— The task —
Each record should be reproduced exactly.

— Data shown —

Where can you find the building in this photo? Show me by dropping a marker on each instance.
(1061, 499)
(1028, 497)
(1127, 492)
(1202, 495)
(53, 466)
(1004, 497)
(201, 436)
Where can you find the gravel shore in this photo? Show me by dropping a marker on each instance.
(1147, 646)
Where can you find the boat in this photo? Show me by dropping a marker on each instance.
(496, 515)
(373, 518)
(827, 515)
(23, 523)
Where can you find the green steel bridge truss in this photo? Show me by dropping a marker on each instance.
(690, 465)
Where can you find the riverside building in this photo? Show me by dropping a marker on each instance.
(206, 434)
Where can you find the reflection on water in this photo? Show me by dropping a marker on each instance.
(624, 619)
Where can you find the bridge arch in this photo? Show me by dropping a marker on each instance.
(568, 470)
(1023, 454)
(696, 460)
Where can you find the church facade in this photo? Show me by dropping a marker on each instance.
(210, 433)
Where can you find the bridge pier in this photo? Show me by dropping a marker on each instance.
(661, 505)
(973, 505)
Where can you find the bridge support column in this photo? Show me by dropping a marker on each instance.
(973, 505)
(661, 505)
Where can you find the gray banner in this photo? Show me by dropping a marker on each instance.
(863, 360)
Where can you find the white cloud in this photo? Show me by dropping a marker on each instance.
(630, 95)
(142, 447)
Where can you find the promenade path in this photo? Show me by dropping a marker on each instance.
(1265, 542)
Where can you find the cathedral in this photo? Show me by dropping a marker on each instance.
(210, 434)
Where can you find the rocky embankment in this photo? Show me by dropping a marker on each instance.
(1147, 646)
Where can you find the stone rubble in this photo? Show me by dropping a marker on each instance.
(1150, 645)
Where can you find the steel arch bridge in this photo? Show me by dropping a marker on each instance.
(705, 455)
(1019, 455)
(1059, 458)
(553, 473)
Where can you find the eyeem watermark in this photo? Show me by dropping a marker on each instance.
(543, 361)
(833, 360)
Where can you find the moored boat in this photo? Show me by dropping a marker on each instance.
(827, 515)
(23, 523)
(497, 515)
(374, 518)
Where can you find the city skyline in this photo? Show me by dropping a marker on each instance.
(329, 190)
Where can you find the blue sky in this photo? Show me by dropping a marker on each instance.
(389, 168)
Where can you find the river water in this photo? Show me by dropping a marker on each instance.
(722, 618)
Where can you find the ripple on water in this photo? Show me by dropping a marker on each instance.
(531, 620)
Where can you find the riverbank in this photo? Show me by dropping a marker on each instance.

— Response area —
Where can you find the building in this photo? Show me by dropping a marker on each instance.
(1061, 499)
(1028, 497)
(1127, 492)
(1202, 495)
(53, 466)
(1004, 497)
(201, 436)
Where can you find the gravel shore in this photo? Show me by dropping a marker on each instance.
(1147, 646)
Where can you find the boat in this photo? Show me by dropping a marker on each instance.
(496, 515)
(373, 518)
(827, 515)
(23, 523)
Where can you find the green steel bridge truss in this photo? Show me by dropping a marker on each instance.
(690, 465)
Where can you find the riverside building in this photo? Show me by dropping a marker on each instance.
(206, 434)
Where can you find the reflection on water in this photo? Show me by dropping a marker on each instance.
(624, 619)
Where can you find the bridge arch in this photo? Show me by dropping a marker on each instance.
(568, 470)
(1023, 454)
(696, 460)
Where can you find the church facade in this photo? Show me by dropping a marker on each instance.
(210, 433)
Where can you find the bridge pier in this photo? Show me by dropping a marker on each instance.
(661, 505)
(973, 505)
Where can you find the bridge support column in this photo? Show me by dropping a marker on each instance.
(973, 505)
(661, 505)
Where can you find the gray banner in this photo? Show me by dropping a marker on each instance.
(863, 360)
Where can you find the white cloud in this photo? Show me by dropping a marker on each instance.
(630, 95)
(142, 447)
Where can you find the promenade path in this photo? Show me by dropping a marker on each instance.
(1265, 542)
Where can you find the cathedral in this photo? Show me by dropping a marker on each instance.
(210, 434)
Where can you find the rocky embankment in this photo? Show me by dropping a marker on each instance.
(1147, 646)
Where can you find the stone rubble in this photo? Show me by dropping a marker on each instance.
(1150, 645)
Where can you find the steel arch bridge in this photo? Show me by dropping a marker on each instance.
(705, 455)
(1019, 455)
(1059, 458)
(553, 473)
Where can you find the eyeem watermark in this photo? Show me by dropping a marker on each instance.
(543, 361)
(833, 360)
Where can you find the moored boat in this photo? Show me by dropping a marker on each instance.
(827, 515)
(23, 523)
(497, 515)
(374, 518)
Where can you find the city skyline in this photo? Show me by dropping a marker on each instance.
(329, 190)
Where can you find the blue sky in this photo? Show me by dropping a marker on each instance.
(389, 168)
Where can you find the river water in this photo? Show me by dropping a marker on each instance.
(722, 618)
Where can you find the ripple on water in this photo? Show me by dropping a marker on each instance.
(531, 620)
Where can you find the riverbank in this photo? Show me by dropping a marker on each instance.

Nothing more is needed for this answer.